▶ _Materials provided_:
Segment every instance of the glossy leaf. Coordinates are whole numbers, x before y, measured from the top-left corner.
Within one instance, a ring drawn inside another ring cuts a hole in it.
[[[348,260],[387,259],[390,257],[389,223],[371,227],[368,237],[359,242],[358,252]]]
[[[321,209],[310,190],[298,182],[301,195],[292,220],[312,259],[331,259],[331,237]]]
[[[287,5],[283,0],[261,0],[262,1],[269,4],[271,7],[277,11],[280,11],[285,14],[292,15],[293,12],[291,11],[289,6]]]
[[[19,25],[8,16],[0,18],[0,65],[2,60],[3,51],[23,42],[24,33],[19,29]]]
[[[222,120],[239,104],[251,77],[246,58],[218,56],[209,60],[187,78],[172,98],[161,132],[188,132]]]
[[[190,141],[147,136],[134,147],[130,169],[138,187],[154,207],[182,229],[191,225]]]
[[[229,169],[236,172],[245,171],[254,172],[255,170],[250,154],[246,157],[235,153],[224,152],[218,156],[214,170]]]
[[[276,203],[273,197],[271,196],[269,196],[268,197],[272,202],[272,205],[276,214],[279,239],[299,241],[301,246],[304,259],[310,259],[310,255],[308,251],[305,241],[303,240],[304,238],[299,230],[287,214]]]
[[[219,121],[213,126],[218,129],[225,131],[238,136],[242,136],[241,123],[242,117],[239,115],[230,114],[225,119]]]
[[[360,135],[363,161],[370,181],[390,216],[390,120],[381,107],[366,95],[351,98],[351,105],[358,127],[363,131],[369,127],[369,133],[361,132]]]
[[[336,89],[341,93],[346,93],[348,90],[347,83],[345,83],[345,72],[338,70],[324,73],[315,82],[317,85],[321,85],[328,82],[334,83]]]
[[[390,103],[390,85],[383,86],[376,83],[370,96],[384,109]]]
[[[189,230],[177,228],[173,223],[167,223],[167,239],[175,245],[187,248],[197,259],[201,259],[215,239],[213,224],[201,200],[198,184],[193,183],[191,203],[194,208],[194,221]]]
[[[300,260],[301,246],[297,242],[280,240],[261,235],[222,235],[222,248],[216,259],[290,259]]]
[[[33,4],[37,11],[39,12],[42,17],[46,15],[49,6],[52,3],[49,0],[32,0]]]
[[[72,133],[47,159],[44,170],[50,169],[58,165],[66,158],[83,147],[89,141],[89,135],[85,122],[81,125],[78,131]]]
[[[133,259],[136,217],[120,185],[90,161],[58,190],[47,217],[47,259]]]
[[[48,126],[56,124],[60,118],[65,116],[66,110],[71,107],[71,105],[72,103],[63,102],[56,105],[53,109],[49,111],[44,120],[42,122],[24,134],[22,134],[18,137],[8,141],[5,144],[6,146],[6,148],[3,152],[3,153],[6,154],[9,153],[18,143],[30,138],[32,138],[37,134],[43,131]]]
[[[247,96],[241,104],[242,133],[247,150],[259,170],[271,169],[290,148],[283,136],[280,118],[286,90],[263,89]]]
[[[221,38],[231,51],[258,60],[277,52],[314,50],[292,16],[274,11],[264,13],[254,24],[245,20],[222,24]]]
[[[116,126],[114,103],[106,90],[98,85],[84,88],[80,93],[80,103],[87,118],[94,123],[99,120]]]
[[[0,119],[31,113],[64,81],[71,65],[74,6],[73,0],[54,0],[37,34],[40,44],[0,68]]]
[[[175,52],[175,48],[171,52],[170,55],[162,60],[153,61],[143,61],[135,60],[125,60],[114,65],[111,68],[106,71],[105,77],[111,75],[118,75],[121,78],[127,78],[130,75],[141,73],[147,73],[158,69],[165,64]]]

...

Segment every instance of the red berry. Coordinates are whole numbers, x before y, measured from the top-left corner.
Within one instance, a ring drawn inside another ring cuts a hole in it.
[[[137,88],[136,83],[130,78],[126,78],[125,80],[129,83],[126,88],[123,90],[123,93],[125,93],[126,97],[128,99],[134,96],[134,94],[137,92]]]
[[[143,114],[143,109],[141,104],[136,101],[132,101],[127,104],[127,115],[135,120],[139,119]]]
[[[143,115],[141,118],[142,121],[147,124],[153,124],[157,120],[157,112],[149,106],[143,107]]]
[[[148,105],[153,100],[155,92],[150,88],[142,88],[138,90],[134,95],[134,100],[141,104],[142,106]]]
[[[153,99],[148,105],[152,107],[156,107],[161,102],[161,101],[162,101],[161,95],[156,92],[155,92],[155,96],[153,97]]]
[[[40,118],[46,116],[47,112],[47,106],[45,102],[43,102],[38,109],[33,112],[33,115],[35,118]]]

==

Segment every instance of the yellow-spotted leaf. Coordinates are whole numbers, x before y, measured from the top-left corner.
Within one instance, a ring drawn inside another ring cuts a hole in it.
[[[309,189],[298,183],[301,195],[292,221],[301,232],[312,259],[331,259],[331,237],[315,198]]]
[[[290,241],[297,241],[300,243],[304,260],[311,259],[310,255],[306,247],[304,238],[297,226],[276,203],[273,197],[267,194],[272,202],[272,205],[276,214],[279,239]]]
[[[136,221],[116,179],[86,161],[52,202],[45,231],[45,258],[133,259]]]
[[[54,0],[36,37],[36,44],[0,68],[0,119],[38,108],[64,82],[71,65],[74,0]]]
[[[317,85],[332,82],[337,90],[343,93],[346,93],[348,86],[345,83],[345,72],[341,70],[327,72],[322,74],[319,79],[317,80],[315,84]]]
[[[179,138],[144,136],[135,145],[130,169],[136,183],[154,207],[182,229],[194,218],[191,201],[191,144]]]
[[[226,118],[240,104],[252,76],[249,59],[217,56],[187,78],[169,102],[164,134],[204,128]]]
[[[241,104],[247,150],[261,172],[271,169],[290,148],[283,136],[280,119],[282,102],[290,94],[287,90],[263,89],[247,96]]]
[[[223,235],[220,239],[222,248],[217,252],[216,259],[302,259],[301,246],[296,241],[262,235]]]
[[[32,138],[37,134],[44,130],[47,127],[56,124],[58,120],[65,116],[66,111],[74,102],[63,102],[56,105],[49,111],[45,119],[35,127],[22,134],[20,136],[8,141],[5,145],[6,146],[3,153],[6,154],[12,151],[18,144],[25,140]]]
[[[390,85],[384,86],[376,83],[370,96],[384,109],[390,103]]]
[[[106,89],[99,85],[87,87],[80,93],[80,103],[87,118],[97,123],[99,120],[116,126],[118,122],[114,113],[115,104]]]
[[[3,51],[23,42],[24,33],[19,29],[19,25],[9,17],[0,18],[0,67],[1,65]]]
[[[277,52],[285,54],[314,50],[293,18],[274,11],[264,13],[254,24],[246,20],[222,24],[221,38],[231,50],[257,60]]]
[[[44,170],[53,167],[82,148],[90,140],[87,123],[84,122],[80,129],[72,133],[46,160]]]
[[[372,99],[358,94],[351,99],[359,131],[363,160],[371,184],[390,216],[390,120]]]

▶ _What you have to do_: List every line in the items that contains the word "leaf", copying each one in full.

▶ _Final result_:
Segment every instance of the glossy leaf. Coordinates are whole numbers, x before y, measured from the top-left corner.
Segment every instance of the yellow-spotted leaf. Coordinates are whole numbers, x before y, measured from the top-left corner.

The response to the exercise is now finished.